### Source text
-*-

At the time of drafting this report, the bullion asset traded at $1,807.24 an ounce after rising 1.9% over two days.

The U.S Fed Chief’s semi-annual report at the U.S congress today and the next day will be monitored by metal traders for further policy guidance, and his assessment of the economic recovery at the world’s largest economy.

READ: Gold shines on as investors rush to safe haven assets

The bullion asset regained its lustre after a 2.2% drop recorded in the past week, as traders refocus on rising inflation expectations.

In an explanatory note to Nairametrics, Stephen Innes, Chief Global Market Strategist at Axi, gave valuable insights on how the precious metal managed to stay above the $ 1,800-ounce price level.

“It was a strange world seeing the commodity locomotive racing at full steam, but gold left-back at the station. But correlations are looking more normal today after yesterday morning signal gold was trading slightly higher in delayed response to USD weakness. A weaker US dollar remains one of the primary lift-off balloons.

Gold built on Friday’s modest rally, clearing and holding above the USD1,800/oz level. USD weakness was likely the key factor behind gold’s recovery.”

READ: FG set to make Nigeria a major gold producing hub in Africa – Minister

What to expect: The U.S congress may vote on the US$1.9 trillion stimulus package in the coming days, which should hold gold’s appeal as inflation concerns and reflation appeal suggest gold is a good hedge.

-*-

### Required actions
(a) Answer these questions from the gold report:
(i) At what price per ounce did the bullion asset trade when the report was drafted?
(ii) How large a drop had the bullion asset recorded in the past week?
(iii) What is the size of the stimulus package the U.S. Congress may vote on?
(b) Retype the stretch of the gold report from "In an explanatory" through "primary lift-off balloons.".

-*-

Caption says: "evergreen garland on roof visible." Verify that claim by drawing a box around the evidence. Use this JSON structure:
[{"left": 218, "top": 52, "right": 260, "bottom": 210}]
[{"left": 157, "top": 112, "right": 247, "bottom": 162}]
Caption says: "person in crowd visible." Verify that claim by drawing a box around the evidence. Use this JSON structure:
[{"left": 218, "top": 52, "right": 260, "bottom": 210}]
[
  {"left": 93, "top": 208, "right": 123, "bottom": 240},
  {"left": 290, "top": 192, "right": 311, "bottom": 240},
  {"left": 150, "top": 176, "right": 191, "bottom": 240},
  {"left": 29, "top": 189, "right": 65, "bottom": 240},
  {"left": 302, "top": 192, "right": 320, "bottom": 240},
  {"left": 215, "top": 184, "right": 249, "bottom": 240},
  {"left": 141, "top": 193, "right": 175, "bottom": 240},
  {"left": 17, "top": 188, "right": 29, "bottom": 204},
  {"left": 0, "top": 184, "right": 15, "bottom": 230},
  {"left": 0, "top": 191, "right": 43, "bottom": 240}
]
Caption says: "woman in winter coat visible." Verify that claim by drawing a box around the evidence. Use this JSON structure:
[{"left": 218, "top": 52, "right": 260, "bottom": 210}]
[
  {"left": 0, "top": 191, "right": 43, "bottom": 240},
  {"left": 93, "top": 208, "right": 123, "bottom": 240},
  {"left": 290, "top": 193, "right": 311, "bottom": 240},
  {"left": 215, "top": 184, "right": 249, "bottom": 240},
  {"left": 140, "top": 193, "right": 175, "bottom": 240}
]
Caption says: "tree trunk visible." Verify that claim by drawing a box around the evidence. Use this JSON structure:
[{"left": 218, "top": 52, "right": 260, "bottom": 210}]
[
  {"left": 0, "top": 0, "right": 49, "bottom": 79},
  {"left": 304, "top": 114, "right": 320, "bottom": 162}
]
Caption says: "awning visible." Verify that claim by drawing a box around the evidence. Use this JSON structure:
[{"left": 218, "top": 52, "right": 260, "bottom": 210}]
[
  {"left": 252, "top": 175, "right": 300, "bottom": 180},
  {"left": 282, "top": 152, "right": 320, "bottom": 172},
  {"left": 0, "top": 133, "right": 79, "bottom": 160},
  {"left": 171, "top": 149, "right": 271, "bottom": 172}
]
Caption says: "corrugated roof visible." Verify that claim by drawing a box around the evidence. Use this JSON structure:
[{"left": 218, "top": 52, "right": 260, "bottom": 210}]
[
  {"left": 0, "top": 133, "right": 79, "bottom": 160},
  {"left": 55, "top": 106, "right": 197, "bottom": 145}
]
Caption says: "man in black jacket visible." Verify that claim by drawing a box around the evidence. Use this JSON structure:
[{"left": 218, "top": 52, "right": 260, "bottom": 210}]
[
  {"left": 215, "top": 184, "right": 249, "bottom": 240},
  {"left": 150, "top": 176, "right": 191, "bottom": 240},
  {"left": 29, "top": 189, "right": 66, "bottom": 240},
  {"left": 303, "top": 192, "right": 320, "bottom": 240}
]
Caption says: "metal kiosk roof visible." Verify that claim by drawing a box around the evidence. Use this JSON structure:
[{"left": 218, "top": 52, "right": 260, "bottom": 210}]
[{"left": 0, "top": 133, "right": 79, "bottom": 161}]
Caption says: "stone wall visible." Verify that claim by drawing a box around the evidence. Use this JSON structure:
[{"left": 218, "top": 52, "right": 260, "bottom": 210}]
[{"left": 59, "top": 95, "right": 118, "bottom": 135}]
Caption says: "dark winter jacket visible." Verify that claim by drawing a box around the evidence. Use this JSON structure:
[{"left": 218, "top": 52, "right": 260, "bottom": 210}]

-*-

### List of answers
(a)
(i) $1,807.24 an ounce
(ii) 2.2%
(iii) US$1.9 trillion

(b)
In an explanatory note to Nairametrics, Stephen Innes, Chief Global Market Strategist at Axi, gave valuable insights on how the precious metal managed to stay above the $ 1,800-ounce price level.

“It was a strange world seeing the commodity locomotive racing at full steam, but gold left-back at the station. But correlations are looking more normal today after yesterday morning signal gold was trading slightly higher in delayed response to USD weakness. A weaker US dollar remains one of the primary lift-off balloons.